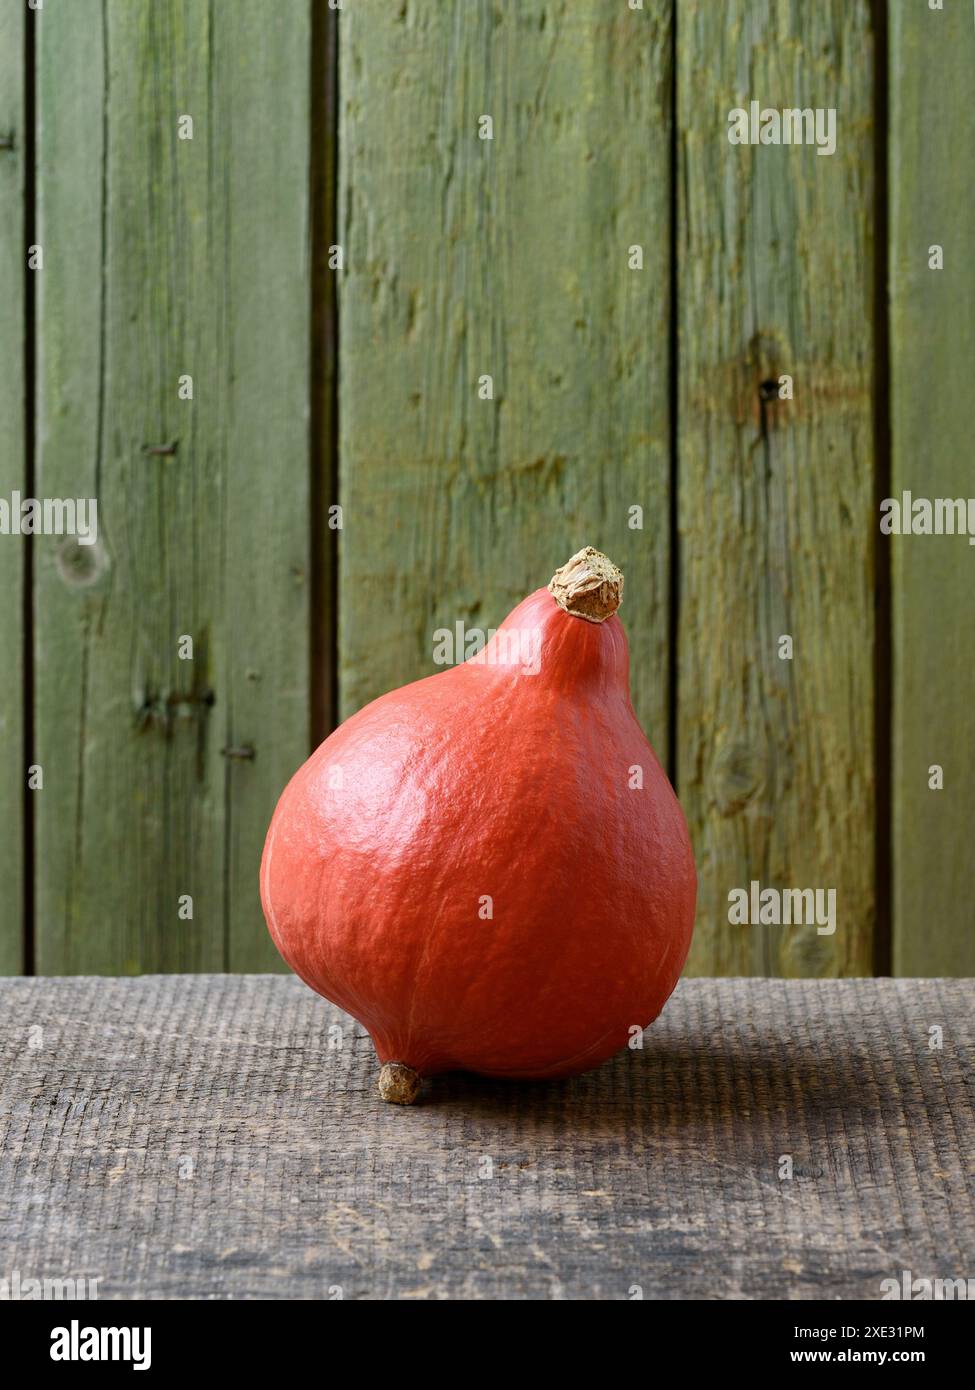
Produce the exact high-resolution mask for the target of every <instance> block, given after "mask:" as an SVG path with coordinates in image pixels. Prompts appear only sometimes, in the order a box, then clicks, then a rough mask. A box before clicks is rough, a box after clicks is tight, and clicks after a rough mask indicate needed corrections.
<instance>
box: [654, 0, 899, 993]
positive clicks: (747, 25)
mask: <svg viewBox="0 0 975 1390" xmlns="http://www.w3.org/2000/svg"><path fill="white" fill-rule="evenodd" d="M872 95H873V33H872V31H871V7H869V4H868V3H865V0H854V3H850V4H841V6H839V4H829V6H821V4H807V6H796V4H787V3H784V0H747V3H746V0H734V3H730V4H722V6H715V4H711V3H702V0H688V3H686V4H683V3H682V4H680V6H679V21H677V104H679V189H680V203H679V363H680V368H679V473H680V531H682V563H680V596H682V610H680V631H679V716H677V727H679V767H677V778H679V790H680V796H682V801H683V803H684V808H686V810H687V812H688V820H690V827H691V835H693V840H694V844H695V849H697V855H698V867H700V878H701V891H700V908H698V926H697V935H695V944H694V947H693V951H691V962H690V965H691V970H694V972H697V973H714V974H723V973H759V974H848V973H854V974H857V973H869V970H871V965H872V935H873V916H875V898H873V845H875V838H873V833H875V831H873V816H875V809H873V802H875V796H873V681H872V657H871V653H872V646H873V592H872V588H873V577H872V548H873V541H875V532H876V523H875V512H873V428H872V403H871V384H872V382H871V377H872V354H873V328H872V317H873V291H872V279H873V246H872V224H873V158H875V147H873V140H875V131H873V120H872ZM751 100H758V101H759V103H761V106H762V107H776V108H783V107H823V108H825V107H833V108H836V113H837V147H836V153H833V154H830V156H819V154H818V153H816V150H815V149H814V147H809V146H798V147H797V146H784V145H782V146H773V145H757V146H755V145H744V146H739V145H732V143H730V142H729V139H727V129H729V125H727V113H729V111H730V110H732V108H734V107H744V108H748V104H750V101H751ZM780 374H789V375H791V377H793V378H794V399H793V400H784V399H776V400H773V402H766V403H764V402H762V400H761V399H759V385H761V382H764V381H771V379H777V378H779V375H780ZM783 634H790V635H791V637H793V639H794V659H793V660H780V659H779V638H780V635H783ZM752 880H758V881H759V883H761V884H762V887H775V888H786V887H789V888H816V887H818V888H825V890H826V888H835V890H836V912H837V927H836V933H835V934H833V935H825V934H823V935H819V934H818V933H816V930H815V929H812V927H780V926H752V927H747V926H732V924H730V923H729V901H727V894H729V891H730V890H733V888H747V887H748V884H750V883H751V881H752Z"/></svg>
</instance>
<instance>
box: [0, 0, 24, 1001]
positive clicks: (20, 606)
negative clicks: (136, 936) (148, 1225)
mask: <svg viewBox="0 0 975 1390" xmlns="http://www.w3.org/2000/svg"><path fill="white" fill-rule="evenodd" d="M26 18H28V15H26V7H25V6H24V4H22V3H21V0H0V345H3V350H1V353H0V359H1V363H0V430H1V431H3V442H1V445H0V498H6V499H7V502H10V500H11V493H13V492H14V491H17V492H21V493H26V491H28V489H26V486H25V481H26V455H25V439H24V425H25V407H24V389H25V381H24V338H25V332H26V322H25V293H24V256H25V242H24V227H25V222H24V189H25V174H26V167H25V133H26V132H25V114H26V113H25V93H24V60H25V54H24V25H25V21H26ZM28 545H31V541H28V539H26V538H21V537H15V535H0V595H3V599H1V602H0V651H3V659H0V827H3V830H1V833H0V974H14V973H17V972H19V970H22V969H24V930H25V924H24V783H25V778H26V759H25V756H24V753H25V749H24V662H22V653H24V566H25V546H28Z"/></svg>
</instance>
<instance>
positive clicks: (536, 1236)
mask: <svg viewBox="0 0 975 1390" xmlns="http://www.w3.org/2000/svg"><path fill="white" fill-rule="evenodd" d="M974 997H975V990H974V983H972V981H965V980H847V981H835V980H832V981H815V980H791V981H777V980H688V981H684V983H682V984H680V987H679V988H677V992H676V994H675V997H673V999H672V1001H670V1004H669V1005H668V1008H666V1009H665V1012H663V1015H662V1016H661V1019H659V1020H658V1022H656V1023H655V1024H654V1027H652V1029H651V1030H648V1033H647V1034H645V1041H644V1047H643V1049H641V1051H631V1052H626V1054H623V1055H620V1056H618V1058H615V1059H613V1061H612V1062H609V1063H606V1065H605V1066H602V1068H601V1069H599V1070H597V1072H594V1073H590V1074H588V1076H584V1077H579V1079H576V1080H573V1081H566V1083H544V1084H542V1083H533V1084H503V1083H497V1081H484V1080H478V1079H476V1077H462V1076H451V1077H440V1079H435V1080H434V1081H433V1083H431V1084H430V1086H428V1088H427V1091H426V1093H424V1099H423V1104H420V1105H417V1106H416V1108H413V1109H402V1108H398V1106H389V1105H384V1104H382V1102H381V1101H380V1099H378V1098H377V1095H376V1090H374V1086H376V1072H377V1068H376V1061H374V1056H373V1049H371V1044H370V1041H369V1038H367V1037H366V1036H364V1033H363V1031H362V1029H360V1027H359V1026H357V1024H355V1023H352V1020H349V1019H348V1017H346V1016H345V1015H342V1013H339V1012H338V1011H337V1009H332V1008H331V1006H330V1005H327V1004H325V1002H324V1001H323V999H319V998H317V997H316V995H314V994H312V992H310V991H309V990H307V988H305V986H302V984H300V983H299V981H298V980H295V979H291V977H273V976H145V977H140V979H129V980H113V979H58V980H54V979H32V980H21V979H8V980H3V981H0V1066H1V1074H0V1087H1V1088H0V1136H1V1137H0V1273H3V1275H4V1276H10V1273H11V1272H13V1270H19V1277H21V1280H24V1279H28V1277H36V1279H43V1277H75V1279H78V1277H86V1279H92V1277H95V1279H97V1280H99V1286H97V1287H99V1297H102V1298H134V1297H135V1298H142V1297H166V1298H285V1297H287V1298H319V1297H344V1298H631V1297H638V1291H640V1290H641V1291H643V1297H645V1298H808V1297H829V1298H878V1297H880V1293H882V1290H880V1282H882V1280H883V1279H889V1277H894V1279H899V1280H900V1279H901V1277H903V1273H901V1272H903V1270H910V1272H911V1273H912V1276H914V1277H968V1276H975V1219H974V1201H972V1198H974V1188H975V1180H974V1177H972V1173H974V1168H975V1163H974V1159H975V1125H974V1123H972V1088H974V1086H975V1068H974V1065H972V1063H974V1062H975V1055H974V1051H972V1001H974ZM937 1030H940V1033H939V1031H937ZM939 1042H940V1045H937V1044H939ZM783 1155H790V1158H791V1165H793V1176H791V1179H787V1177H783V1176H780V1175H782V1173H783V1172H784V1168H786V1161H784V1158H783Z"/></svg>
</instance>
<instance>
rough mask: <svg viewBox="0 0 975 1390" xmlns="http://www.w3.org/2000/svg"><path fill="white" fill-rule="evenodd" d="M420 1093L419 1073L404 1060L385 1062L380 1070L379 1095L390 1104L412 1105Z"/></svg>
mask: <svg viewBox="0 0 975 1390" xmlns="http://www.w3.org/2000/svg"><path fill="white" fill-rule="evenodd" d="M419 1094H420V1073H419V1072H416V1070H414V1069H413V1068H412V1066H406V1063H405V1062H387V1063H385V1065H384V1066H382V1070H381V1072H380V1095H381V1097H382V1099H384V1101H389V1102H391V1104H392V1105H412V1104H413V1101H414V1099H416V1098H417V1095H419Z"/></svg>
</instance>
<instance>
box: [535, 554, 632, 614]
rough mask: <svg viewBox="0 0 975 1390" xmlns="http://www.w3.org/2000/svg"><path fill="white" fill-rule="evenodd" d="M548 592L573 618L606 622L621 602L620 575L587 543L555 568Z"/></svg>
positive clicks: (562, 608) (622, 592) (550, 582)
mask: <svg viewBox="0 0 975 1390" xmlns="http://www.w3.org/2000/svg"><path fill="white" fill-rule="evenodd" d="M548 592H549V594H551V595H552V598H554V599H555V602H556V603H558V605H559V607H561V609H563V610H565V612H566V613H570V614H572V616H573V617H581V619H586V621H587V623H605V621H606V619H608V617H612V616H613V613H615V612H616V609H618V607H619V606H620V603H622V602H623V574H622V570H619V569H618V567H616V566H615V564H613V562H612V560H611V559H609V557H608V556H605V555H604V553H602V552H601V550H597V549H595V548H594V546H591V545H586V546H583V549H581V550H577V552H576V553H574V555H573V557H572V559H570V560H566V563H565V564H563V566H561V569H558V570H556V571H555V574H554V575H552V578H551V580H549V581H548Z"/></svg>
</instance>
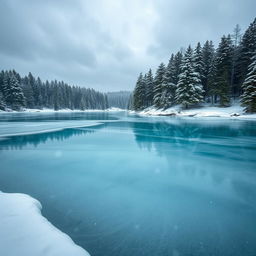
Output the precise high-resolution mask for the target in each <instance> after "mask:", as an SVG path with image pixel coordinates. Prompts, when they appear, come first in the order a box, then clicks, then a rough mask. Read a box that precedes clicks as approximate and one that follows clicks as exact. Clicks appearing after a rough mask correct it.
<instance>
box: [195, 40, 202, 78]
mask: <svg viewBox="0 0 256 256" xmlns="http://www.w3.org/2000/svg"><path fill="white" fill-rule="evenodd" d="M193 64H194V70H195V72H197V73H198V74H199V78H200V79H201V81H203V79H204V62H203V53H202V47H201V44H200V43H197V46H196V48H195V50H194V54H193Z"/></svg>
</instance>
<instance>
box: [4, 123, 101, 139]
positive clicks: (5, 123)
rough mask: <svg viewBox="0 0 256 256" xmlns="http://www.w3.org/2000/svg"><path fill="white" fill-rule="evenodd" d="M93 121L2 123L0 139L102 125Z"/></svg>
mask: <svg viewBox="0 0 256 256" xmlns="http://www.w3.org/2000/svg"><path fill="white" fill-rule="evenodd" d="M101 124H102V123H101V122H93V121H78V120H76V121H58V122H1V126H0V138H1V137H8V136H15V135H27V134H38V133H46V132H54V131H61V130H64V129H68V128H81V127H90V126H96V125H101Z"/></svg>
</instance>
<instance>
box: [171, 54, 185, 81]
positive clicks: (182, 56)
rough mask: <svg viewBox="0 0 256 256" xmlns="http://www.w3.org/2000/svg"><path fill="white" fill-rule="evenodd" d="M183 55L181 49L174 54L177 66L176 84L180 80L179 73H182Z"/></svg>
mask: <svg viewBox="0 0 256 256" xmlns="http://www.w3.org/2000/svg"><path fill="white" fill-rule="evenodd" d="M182 58H183V55H182V53H181V51H179V52H177V54H176V55H175V56H174V66H175V76H174V81H173V82H174V84H177V83H178V81H179V75H180V73H181V63H182Z"/></svg>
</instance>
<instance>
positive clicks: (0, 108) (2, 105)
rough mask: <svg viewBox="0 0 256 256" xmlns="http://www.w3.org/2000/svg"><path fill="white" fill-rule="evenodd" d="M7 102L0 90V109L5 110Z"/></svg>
mask: <svg viewBox="0 0 256 256" xmlns="http://www.w3.org/2000/svg"><path fill="white" fill-rule="evenodd" d="M5 108H6V104H5V100H4V95H3V93H2V92H0V110H5Z"/></svg>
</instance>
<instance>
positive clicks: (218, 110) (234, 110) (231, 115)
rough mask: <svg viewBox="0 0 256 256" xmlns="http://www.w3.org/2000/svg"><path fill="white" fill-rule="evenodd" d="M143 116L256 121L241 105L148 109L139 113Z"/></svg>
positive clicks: (178, 107) (255, 114)
mask: <svg viewBox="0 0 256 256" xmlns="http://www.w3.org/2000/svg"><path fill="white" fill-rule="evenodd" d="M138 114H139V115H143V116H177V117H195V118H200V117H222V118H236V119H254V120H256V114H245V113H244V111H243V108H242V107H241V106H239V105H234V106H231V107H226V108H220V107H214V106H203V107H200V108H193V109H182V108H181V107H180V106H175V107H172V108H168V109H165V110H163V109H156V108H152V107H150V108H147V109H145V110H143V111H140V112H138Z"/></svg>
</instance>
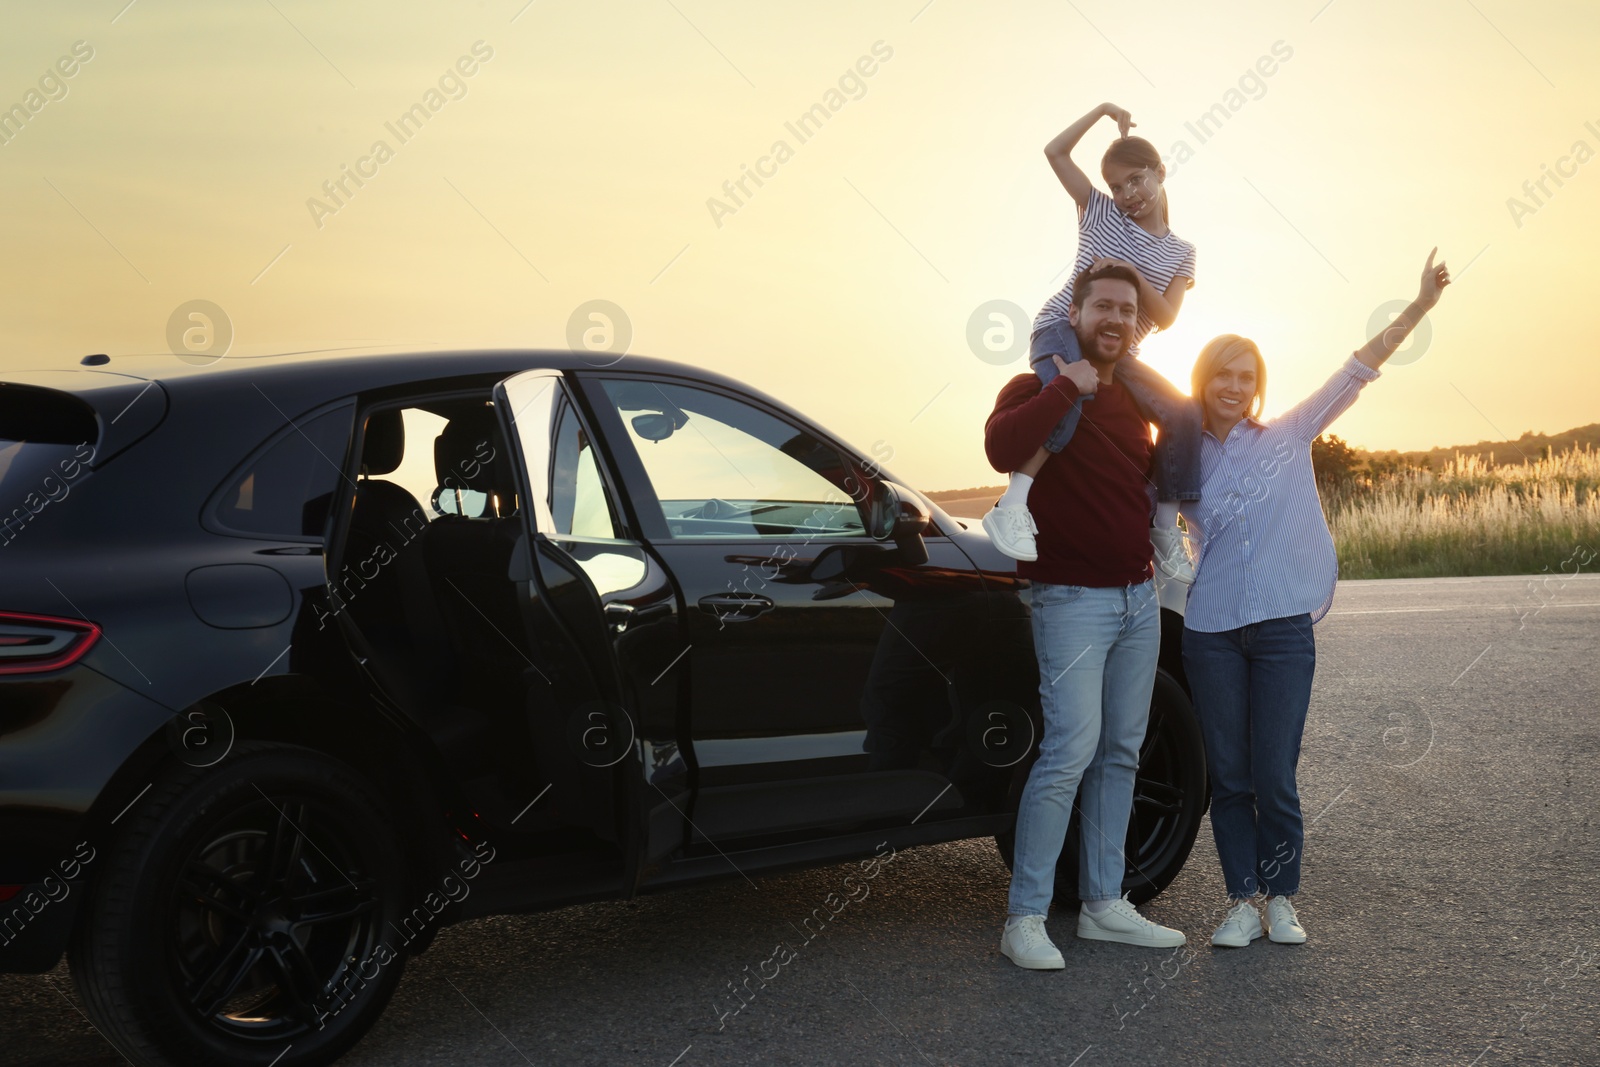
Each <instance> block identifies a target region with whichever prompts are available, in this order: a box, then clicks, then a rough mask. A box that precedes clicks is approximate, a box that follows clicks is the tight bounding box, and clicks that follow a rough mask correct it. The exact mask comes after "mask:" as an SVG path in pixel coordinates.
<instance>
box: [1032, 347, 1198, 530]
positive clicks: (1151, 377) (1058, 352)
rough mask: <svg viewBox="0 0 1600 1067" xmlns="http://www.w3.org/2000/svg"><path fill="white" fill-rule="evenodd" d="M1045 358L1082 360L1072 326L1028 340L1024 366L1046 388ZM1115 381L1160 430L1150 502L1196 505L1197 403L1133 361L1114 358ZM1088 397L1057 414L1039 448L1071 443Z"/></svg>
mask: <svg viewBox="0 0 1600 1067" xmlns="http://www.w3.org/2000/svg"><path fill="white" fill-rule="evenodd" d="M1051 355H1059V357H1061V360H1062V362H1064V363H1077V362H1078V360H1082V358H1083V354H1082V350H1080V349H1078V334H1077V331H1074V330H1072V323H1069V322H1066V320H1064V318H1062V320H1056V322H1053V323H1050V325H1046V326H1040V328H1038V330H1035V331H1034V336H1032V339H1030V341H1029V354H1027V362H1029V363H1030V365H1032V366H1034V373H1035V374H1038V378H1040V381H1043V382H1045V384H1046V386H1048V384H1050V381H1051V379H1053V378H1056V374H1059V373H1061V371H1058V370H1056V362H1054V360H1051V358H1050V357H1051ZM1115 373H1117V381H1118V382H1120V384H1122V387H1123V389H1126V390H1128V395H1130V397H1133V403H1134V405H1138V408H1139V413H1141V414H1144V418H1146V419H1149V421H1150V422H1155V424H1157V426H1158V427H1162V440H1158V442H1157V443H1155V454H1154V459H1155V462H1154V464H1152V474H1154V475H1155V499H1158V501H1198V499H1200V477H1202V475H1200V405H1198V403H1195V400H1194V398H1190V397H1186V395H1184V394H1181V392H1178V389H1174V387H1173V384H1171V382H1170V381H1166V378H1165V376H1162V373H1160V371H1157V370H1155V368H1152V366H1149V365H1147V363H1141V362H1139V360H1136V358H1131V357H1128V358H1122V360H1117V371H1115ZM1093 398H1094V397H1093V395H1090V397H1080V398H1078V400H1077V403H1074V405H1072V411H1067V413H1066V414H1064V416H1061V422H1058V424H1056V429H1054V430H1051V434H1050V438H1048V440H1046V442H1045V448H1046V450H1048V451H1053V453H1059V451H1061V450H1062V448H1066V446H1067V442H1070V440H1072V434H1074V432H1075V430H1077V429H1078V419H1082V418H1083V405H1085V403H1086V402H1090V400H1093Z"/></svg>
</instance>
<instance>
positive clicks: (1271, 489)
mask: <svg viewBox="0 0 1600 1067" xmlns="http://www.w3.org/2000/svg"><path fill="white" fill-rule="evenodd" d="M1437 251H1438V250H1437V248H1435V250H1434V251H1432V253H1429V256H1427V266H1426V267H1424V269H1422V286H1421V290H1419V291H1418V296H1416V299H1414V301H1411V306H1410V307H1406V309H1405V312H1403V314H1402V315H1400V317H1398V318H1397V320H1395V322H1394V323H1392V325H1390V326H1389V328H1387V330H1384V331H1382V333H1381V334H1378V336H1376V338H1373V339H1371V341H1368V342H1366V346H1365V347H1362V349H1360V350H1358V352H1355V354H1354V355H1352V357H1350V358H1349V360H1347V362H1346V363H1344V366H1341V368H1339V371H1338V373H1336V374H1334V376H1333V378H1330V379H1328V384H1325V386H1323V387H1322V389H1318V390H1317V392H1315V394H1312V395H1310V397H1309V398H1306V400H1302V402H1301V403H1299V405H1296V406H1294V408H1290V410H1288V411H1285V413H1283V414H1282V416H1278V418H1277V419H1274V421H1272V422H1270V424H1264V422H1259V421H1258V419H1256V418H1254V416H1256V414H1259V411H1261V402H1262V397H1264V392H1266V384H1267V368H1266V363H1264V362H1262V358H1261V350H1259V349H1258V347H1256V344H1254V342H1253V341H1250V339H1246V338H1240V336H1235V334H1224V336H1221V338H1214V339H1213V341H1211V342H1210V344H1206V347H1205V349H1203V350H1202V352H1200V358H1198V360H1195V368H1194V378H1192V387H1194V395H1195V397H1198V398H1200V405H1202V414H1203V422H1205V434H1203V437H1202V442H1200V458H1202V459H1200V462H1202V472H1203V482H1202V490H1200V502H1198V504H1184V509H1182V514H1184V518H1186V520H1187V523H1189V531H1190V536H1192V537H1194V539H1197V541H1198V544H1200V558H1198V563H1197V571H1198V576H1197V579H1195V584H1194V585H1192V587H1190V590H1189V603H1187V606H1186V609H1184V670H1186V672H1187V673H1189V685H1190V688H1192V689H1194V701H1195V712H1197V715H1198V717H1200V729H1202V734H1203V736H1205V745H1206V768H1208V771H1210V776H1211V832H1213V835H1214V837H1216V854H1218V859H1219V861H1221V865H1222V878H1224V881H1226V883H1227V896H1229V899H1232V901H1234V904H1232V907H1230V909H1229V912H1227V918H1224V920H1222V925H1221V926H1218V928H1216V933H1214V934H1213V936H1211V944H1213V945H1227V947H1235V949H1242V947H1245V945H1248V944H1250V942H1251V941H1254V939H1256V937H1259V936H1261V934H1262V925H1261V913H1259V912H1258V910H1256V904H1254V897H1256V896H1258V894H1259V896H1266V897H1267V929H1266V933H1267V936H1269V937H1270V939H1272V941H1277V942H1282V944H1301V942H1304V941H1306V929H1304V928H1302V926H1301V923H1299V917H1298V915H1296V913H1294V905H1293V904H1291V902H1290V897H1293V896H1294V894H1296V893H1299V873H1301V851H1302V846H1304V838H1306V833H1304V825H1302V822H1301V808H1299V792H1298V790H1296V785H1294V766H1296V763H1298V761H1299V747H1301V734H1302V733H1304V728H1306V710H1307V707H1309V704H1310V681H1312V672H1314V670H1315V665H1317V646H1315V643H1314V640H1312V624H1315V622H1317V621H1320V619H1322V617H1323V616H1325V614H1326V613H1328V606H1330V605H1331V603H1333V587H1334V582H1336V581H1338V576H1339V561H1338V557H1336V555H1334V552H1333V536H1331V534H1330V533H1328V523H1326V520H1323V515H1322V502H1320V501H1318V498H1317V480H1315V475H1314V474H1312V466H1310V443H1312V440H1315V438H1317V435H1318V434H1322V432H1323V430H1326V429H1328V426H1330V424H1331V422H1333V421H1334V419H1336V418H1339V414H1342V413H1344V411H1346V410H1347V408H1349V406H1350V405H1352V403H1355V397H1357V394H1360V390H1362V386H1365V384H1366V382H1370V381H1373V379H1374V378H1378V368H1379V366H1382V365H1384V360H1387V358H1389V357H1390V355H1392V354H1394V350H1395V349H1397V347H1398V346H1400V344H1402V342H1403V341H1405V339H1406V336H1408V334H1410V333H1411V330H1414V328H1416V325H1418V323H1419V322H1421V320H1422V315H1426V314H1427V312H1429V310H1430V309H1432V307H1434V306H1435V304H1437V302H1438V298H1440V293H1442V291H1443V288H1445V286H1446V285H1450V272H1448V269H1446V267H1445V264H1443V262H1440V264H1438V266H1435V264H1434V254H1435V253H1437Z"/></svg>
◇ ◇ ◇
• DEINE AUFGABE: Zähle, in wie vielen Zeilen der Einträge die Zeichenfolge "positive" vorkommt, und gib nur diese Zahl an.

• ENDGÜLTIGE ANTWORT: 11